# Extract:
:::
It comes as no real surprise that the leader in the vaccination race is Israel. It has the best medical research in the world, the best tech innovations and a population, all raised in the army at some point, who listen and obey. Argumentatively, but they obey. They also have a government who are used to making quick decisions. 70 years of living surrounded by sworn enemies will do that. Ok, the ‘ultra orthodox’ are an obvious exception in terms of anything to do with common sense, but that’s another conversation.
Next on the ‘jab-em-quick’ table comes the UAE. A tiny nation of 9 million people, all so rich that none have to actually go to work.
Then comes the UK. Bless ‘em. We’ve vaccinated over 8 million of our people already.
Europe is way down on the list. I mean ‘waaaaaay’ down. Because they don’t have enough vaccines. And so are enraged that Astrazeneca have told them they can’t supply all that the EU ordered in the time promised. Which is why the Europeans went into vaccine-panic on Friday and… and… and…
What they did was threaten to overturn a Brexit agreement which had only taken 3 years, 5 prime ministers, 785 negotiators and millions of foreigners to agree. Three weeks later the EU threaten to ‘prevent exports of vaccine from the EU’.
:::
# Material supplied:
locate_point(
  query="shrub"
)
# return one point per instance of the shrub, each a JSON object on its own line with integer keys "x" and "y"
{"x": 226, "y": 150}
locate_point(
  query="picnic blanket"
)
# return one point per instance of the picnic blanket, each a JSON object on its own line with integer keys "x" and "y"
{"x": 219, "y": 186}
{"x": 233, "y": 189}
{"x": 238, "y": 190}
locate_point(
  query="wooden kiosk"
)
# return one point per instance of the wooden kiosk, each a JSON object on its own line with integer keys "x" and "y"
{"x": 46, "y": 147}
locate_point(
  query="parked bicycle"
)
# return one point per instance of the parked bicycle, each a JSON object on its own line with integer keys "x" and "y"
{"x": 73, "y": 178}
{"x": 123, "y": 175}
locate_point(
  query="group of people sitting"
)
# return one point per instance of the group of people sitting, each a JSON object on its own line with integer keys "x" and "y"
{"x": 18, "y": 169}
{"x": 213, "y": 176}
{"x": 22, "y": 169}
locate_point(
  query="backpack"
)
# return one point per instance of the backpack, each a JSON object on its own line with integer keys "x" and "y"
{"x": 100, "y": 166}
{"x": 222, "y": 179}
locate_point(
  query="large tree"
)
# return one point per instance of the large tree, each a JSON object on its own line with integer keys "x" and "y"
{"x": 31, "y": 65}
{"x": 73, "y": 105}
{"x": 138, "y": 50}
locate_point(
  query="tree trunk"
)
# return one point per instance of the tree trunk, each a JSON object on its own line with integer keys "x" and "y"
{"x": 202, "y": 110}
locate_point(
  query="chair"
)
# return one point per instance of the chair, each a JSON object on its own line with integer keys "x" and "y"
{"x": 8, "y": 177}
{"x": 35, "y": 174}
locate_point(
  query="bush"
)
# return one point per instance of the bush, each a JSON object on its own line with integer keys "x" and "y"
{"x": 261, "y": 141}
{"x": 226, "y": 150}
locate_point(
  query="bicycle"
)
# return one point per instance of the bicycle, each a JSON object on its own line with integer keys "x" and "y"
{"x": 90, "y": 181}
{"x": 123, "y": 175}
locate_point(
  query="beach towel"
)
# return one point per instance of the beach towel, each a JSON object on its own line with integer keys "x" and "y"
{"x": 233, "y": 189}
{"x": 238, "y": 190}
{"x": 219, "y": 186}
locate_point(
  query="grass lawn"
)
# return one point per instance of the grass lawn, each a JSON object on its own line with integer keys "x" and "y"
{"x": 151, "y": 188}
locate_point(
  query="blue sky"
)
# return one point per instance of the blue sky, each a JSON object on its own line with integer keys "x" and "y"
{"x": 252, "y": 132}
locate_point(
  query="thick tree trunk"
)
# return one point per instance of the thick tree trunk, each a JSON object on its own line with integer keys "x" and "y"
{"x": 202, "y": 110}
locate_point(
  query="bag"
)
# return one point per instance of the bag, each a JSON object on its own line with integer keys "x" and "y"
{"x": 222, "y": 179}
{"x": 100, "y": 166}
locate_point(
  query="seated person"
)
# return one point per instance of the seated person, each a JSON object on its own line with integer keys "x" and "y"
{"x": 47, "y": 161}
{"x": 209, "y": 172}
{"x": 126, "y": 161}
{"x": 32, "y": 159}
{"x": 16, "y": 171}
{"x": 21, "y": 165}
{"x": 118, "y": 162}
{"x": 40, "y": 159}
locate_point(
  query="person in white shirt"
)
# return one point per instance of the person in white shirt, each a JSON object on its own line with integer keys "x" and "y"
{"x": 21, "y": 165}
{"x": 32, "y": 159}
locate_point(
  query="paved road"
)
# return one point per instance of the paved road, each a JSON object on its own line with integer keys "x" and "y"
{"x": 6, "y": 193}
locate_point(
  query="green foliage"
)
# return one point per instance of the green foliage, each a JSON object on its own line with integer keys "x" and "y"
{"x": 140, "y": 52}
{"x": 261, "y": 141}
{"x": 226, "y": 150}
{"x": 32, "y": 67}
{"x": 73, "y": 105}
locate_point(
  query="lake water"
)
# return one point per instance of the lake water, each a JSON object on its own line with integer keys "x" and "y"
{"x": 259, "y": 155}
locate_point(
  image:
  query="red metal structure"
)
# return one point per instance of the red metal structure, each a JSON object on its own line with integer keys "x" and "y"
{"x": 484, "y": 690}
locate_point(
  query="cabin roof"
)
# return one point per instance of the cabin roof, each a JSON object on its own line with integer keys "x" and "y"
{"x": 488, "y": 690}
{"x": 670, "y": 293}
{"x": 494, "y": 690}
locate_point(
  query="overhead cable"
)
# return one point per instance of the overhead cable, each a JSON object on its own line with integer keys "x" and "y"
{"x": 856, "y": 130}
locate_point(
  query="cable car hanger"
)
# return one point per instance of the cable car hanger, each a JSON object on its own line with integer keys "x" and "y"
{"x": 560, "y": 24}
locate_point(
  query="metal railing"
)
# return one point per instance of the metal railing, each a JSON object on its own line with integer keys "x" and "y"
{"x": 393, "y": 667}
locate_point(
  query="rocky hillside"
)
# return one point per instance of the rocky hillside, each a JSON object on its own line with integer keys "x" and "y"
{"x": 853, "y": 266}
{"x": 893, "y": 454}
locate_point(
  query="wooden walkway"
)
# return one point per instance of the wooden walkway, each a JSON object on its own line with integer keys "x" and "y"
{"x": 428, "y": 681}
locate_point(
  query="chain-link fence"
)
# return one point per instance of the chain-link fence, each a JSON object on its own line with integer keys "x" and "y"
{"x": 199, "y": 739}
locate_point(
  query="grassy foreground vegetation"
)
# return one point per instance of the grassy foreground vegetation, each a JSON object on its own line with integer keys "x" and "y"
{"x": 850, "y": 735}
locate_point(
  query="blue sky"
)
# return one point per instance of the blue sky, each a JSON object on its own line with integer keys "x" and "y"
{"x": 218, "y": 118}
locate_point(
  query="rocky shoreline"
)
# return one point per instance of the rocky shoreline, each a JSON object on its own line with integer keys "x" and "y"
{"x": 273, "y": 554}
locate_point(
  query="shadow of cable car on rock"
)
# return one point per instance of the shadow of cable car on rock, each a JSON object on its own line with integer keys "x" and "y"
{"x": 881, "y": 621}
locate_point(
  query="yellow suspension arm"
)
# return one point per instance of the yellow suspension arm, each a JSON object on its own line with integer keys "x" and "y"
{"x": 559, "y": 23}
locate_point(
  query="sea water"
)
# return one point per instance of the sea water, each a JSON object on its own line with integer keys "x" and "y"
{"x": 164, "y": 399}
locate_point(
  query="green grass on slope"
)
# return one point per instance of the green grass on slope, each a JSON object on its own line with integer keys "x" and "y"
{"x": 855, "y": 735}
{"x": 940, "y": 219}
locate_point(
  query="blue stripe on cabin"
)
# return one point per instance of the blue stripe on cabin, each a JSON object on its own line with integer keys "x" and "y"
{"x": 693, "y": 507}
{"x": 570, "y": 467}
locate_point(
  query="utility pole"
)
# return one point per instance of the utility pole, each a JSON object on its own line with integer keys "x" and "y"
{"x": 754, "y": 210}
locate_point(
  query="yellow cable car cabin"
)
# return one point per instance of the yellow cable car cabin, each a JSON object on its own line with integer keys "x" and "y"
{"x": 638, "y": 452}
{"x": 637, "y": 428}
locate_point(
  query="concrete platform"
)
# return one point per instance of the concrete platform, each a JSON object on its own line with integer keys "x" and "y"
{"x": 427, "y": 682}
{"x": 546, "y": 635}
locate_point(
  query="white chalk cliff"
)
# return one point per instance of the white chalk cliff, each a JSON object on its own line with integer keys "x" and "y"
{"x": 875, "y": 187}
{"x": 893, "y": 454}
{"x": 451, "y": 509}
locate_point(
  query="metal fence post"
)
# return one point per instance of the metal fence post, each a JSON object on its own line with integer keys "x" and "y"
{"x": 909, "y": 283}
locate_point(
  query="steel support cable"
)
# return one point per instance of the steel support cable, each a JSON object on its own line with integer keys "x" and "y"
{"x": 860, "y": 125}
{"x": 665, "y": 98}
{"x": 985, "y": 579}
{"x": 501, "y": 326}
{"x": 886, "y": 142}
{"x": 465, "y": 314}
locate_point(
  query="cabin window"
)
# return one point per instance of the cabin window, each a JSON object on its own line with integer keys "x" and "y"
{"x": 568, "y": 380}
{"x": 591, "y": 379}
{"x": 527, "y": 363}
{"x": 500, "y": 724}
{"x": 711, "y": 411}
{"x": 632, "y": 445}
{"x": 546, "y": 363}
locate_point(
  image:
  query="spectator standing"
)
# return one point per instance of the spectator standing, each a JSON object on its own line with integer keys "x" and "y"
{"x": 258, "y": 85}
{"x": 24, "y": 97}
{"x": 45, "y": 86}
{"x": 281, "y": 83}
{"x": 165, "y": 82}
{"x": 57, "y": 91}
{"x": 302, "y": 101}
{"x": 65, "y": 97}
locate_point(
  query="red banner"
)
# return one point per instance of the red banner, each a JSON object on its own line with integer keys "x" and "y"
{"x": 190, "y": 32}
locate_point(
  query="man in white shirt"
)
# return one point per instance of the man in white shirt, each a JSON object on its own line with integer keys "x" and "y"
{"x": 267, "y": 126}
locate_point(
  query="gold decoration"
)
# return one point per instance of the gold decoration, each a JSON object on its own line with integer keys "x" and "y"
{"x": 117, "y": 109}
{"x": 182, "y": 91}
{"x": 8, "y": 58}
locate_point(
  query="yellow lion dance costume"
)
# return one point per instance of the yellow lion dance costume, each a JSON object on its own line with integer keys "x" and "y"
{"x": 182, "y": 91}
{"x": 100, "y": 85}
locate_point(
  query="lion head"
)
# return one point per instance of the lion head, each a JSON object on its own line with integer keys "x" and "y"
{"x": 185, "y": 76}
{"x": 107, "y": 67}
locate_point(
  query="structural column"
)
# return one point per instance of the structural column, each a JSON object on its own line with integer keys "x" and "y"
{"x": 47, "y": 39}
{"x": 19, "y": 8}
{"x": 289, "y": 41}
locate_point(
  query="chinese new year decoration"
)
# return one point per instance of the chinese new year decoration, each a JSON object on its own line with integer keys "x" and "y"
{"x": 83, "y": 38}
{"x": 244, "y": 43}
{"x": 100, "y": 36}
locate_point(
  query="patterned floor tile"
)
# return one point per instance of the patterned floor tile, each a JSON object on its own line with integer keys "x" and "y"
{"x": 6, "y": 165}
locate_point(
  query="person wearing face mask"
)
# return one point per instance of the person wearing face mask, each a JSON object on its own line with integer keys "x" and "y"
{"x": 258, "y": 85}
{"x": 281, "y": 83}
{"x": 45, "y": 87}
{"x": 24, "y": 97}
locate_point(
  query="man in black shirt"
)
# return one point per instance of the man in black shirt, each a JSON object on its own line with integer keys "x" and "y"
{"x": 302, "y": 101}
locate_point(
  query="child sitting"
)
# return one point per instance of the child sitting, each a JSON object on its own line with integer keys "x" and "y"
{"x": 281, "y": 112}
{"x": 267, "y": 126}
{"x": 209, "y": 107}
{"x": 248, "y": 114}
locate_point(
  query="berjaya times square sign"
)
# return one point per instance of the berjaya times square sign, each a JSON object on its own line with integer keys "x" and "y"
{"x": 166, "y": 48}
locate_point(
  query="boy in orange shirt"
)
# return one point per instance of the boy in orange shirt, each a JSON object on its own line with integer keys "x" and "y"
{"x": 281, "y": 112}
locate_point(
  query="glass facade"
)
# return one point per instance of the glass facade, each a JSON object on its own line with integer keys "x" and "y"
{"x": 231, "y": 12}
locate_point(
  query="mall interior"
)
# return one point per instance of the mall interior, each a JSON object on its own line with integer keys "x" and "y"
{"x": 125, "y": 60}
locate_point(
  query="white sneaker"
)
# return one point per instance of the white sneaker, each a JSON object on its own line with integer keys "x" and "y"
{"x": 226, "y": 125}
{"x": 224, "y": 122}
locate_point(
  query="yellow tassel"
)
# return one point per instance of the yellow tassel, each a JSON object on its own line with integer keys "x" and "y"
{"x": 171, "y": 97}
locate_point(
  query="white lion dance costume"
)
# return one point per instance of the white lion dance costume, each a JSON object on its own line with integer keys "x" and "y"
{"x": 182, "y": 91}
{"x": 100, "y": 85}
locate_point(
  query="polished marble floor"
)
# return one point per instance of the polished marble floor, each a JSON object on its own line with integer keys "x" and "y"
:::
# Exercise tasks:
A. How many people does the vaccination race article say the UK has already vaccinated?
B. Why does the vaccination race article put Europe so far down the list?
C. From the vaccination race article, return the stretch from "Next on the" through "our people already.", copied word for word.

# Task solutions:
A. Over 8 million.

B. Europe is far down because it doesn't have enough vaccines. AstraZeneca told the EU it can't supply everything the EU ordered in the time promised.

C.
Next on the ‘jab-em-quick’ table comes the UAE. A tiny nation of 9 million people, all so rich that none have to actually go to work.
Then comes the UK. Bless ‘em. We’ve vaccinated over 8 million of our people already.